** THE PROBLEM **
Only the lines from the line containing "the man's hand" to the end of the entries should be repeated, exactly as they appear.

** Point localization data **
Segment Open

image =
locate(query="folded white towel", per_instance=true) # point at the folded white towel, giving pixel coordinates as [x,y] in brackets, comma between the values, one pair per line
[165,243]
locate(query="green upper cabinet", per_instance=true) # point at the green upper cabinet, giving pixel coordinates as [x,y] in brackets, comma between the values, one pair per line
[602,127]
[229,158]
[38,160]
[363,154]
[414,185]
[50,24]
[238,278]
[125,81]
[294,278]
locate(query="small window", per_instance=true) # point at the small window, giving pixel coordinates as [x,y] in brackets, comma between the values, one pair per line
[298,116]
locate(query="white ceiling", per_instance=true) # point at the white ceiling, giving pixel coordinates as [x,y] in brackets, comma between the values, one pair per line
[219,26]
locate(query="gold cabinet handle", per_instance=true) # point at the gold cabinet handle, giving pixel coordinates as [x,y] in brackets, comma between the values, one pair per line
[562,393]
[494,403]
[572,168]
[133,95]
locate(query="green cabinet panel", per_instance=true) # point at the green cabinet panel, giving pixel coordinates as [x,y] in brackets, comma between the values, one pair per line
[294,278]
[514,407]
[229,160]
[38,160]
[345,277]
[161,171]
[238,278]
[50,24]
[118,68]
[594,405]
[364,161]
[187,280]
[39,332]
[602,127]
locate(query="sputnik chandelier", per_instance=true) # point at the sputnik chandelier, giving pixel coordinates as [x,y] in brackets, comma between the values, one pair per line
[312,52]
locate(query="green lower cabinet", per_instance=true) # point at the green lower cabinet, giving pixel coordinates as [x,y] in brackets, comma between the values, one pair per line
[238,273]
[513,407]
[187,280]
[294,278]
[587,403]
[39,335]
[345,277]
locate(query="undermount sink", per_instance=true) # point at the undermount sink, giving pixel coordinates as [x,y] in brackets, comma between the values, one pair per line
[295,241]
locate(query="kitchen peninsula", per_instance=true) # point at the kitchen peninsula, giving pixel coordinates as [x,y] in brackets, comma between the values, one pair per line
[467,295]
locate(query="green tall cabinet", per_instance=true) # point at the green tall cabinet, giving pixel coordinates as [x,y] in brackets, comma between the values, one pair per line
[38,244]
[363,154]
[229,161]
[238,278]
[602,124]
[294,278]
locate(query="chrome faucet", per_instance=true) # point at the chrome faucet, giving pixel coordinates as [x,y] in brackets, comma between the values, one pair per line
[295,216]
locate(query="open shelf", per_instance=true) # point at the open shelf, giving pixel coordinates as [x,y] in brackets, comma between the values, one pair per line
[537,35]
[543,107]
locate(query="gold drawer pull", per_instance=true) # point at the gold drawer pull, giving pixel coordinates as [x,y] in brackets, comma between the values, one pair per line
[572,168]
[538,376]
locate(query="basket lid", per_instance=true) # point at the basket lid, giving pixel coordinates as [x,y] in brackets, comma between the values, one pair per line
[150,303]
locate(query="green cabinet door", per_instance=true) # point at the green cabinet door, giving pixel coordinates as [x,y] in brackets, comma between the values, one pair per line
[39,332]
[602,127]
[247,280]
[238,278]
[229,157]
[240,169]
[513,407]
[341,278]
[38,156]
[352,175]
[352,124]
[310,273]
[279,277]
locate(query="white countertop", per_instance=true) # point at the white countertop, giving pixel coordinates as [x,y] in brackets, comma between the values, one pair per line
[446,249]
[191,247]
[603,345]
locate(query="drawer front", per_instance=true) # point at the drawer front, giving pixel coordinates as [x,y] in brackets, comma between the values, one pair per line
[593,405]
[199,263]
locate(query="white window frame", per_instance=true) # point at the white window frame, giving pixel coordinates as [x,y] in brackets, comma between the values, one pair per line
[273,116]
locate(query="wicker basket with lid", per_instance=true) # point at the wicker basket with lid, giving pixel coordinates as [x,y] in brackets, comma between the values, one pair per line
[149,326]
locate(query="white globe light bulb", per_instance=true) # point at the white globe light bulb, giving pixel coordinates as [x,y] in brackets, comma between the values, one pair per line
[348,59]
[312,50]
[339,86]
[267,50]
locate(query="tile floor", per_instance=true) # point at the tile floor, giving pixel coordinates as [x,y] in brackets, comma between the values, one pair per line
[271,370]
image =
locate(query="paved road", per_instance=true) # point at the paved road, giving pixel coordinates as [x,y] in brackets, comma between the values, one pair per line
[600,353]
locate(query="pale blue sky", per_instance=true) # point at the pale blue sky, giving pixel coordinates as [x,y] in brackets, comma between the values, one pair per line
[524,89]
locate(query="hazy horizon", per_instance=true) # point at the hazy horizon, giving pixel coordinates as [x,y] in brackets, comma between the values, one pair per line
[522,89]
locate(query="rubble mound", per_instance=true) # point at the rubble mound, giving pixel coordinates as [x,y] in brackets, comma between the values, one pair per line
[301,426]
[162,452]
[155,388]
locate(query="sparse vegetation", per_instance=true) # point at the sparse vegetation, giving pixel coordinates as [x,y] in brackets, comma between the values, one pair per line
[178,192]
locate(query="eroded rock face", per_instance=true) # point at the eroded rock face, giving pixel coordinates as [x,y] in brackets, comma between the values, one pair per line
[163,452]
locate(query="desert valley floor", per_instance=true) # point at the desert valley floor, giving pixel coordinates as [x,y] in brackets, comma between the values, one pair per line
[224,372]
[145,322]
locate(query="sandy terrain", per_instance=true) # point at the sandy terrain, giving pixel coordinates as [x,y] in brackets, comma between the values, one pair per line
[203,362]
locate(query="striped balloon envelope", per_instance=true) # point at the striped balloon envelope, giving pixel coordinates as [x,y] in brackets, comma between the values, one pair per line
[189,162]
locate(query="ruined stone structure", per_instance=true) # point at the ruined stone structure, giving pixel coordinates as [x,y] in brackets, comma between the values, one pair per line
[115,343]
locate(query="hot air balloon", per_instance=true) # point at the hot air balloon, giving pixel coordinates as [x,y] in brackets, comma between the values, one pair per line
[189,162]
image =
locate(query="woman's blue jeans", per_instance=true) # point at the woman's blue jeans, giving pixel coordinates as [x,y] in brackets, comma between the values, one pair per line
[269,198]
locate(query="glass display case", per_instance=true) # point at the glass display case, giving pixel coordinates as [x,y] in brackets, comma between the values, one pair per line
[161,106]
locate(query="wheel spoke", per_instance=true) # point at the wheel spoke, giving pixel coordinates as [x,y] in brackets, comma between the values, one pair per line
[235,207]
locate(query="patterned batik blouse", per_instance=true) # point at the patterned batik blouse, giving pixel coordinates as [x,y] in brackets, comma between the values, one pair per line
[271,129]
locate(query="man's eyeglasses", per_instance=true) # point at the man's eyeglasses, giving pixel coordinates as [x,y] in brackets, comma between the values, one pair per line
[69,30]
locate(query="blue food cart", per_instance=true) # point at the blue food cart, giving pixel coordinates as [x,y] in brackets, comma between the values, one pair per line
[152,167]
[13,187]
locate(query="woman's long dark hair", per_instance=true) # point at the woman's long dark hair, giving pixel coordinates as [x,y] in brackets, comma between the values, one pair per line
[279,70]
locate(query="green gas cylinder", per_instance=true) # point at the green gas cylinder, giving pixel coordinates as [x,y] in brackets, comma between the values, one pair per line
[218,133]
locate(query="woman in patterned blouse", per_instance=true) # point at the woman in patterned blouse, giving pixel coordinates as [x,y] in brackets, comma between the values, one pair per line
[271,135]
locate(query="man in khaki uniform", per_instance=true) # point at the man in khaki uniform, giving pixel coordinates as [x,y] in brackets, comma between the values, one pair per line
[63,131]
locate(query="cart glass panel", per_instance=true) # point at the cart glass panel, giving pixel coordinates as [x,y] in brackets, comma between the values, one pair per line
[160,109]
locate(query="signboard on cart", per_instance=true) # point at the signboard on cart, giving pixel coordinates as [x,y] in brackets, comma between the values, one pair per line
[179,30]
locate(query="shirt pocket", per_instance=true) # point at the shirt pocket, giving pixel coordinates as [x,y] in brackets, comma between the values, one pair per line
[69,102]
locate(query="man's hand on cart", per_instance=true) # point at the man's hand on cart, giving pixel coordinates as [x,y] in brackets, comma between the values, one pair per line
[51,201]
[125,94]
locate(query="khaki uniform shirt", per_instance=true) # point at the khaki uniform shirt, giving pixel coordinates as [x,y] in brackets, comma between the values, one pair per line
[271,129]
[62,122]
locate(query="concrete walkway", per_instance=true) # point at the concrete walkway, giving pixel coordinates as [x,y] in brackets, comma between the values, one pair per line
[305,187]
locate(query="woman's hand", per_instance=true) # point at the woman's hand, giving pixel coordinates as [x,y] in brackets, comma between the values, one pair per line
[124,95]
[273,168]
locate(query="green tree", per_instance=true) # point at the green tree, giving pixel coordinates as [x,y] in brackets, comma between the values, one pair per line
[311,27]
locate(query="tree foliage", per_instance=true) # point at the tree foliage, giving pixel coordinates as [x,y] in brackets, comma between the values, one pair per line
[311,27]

Segment Closed

** REPLY **
locate(query="man's hand on cart", per_instance=true) # point at the man's hand on cart, giving pixel coordinates as [x,y] in brackets, comma between the values, one pair per line
[51,201]
[125,94]
locate(query="khaki uniform shirt", per_instance=true) # point at the khaki uniform shirt, giving pixel coordinates as [x,y] in brackets, comma between the values, one pair per line
[271,129]
[62,122]
locate(query="concrete walkway", per_instance=true) # point at the concrete walkway, giving pixel coordinates as [x,y] in brackets, comma between the values, one pair per line
[305,187]
locate(query="woman's hand", per_instance=true) # point at the woman's hand, giving pixel coordinates as [x,y] in brackets, comma between the values, one pair per line
[124,95]
[273,168]
locate(query="green tree", per_instance=true) # point at the green tree, giving pixel coordinates as [x,y] in brackets, comma between the values, one pair per line
[311,27]
locate(query="tree foliage", per_instance=true) # point at the tree foliage, giving pixel coordinates as [x,y] in brackets, comma between the values, one pair per line
[311,27]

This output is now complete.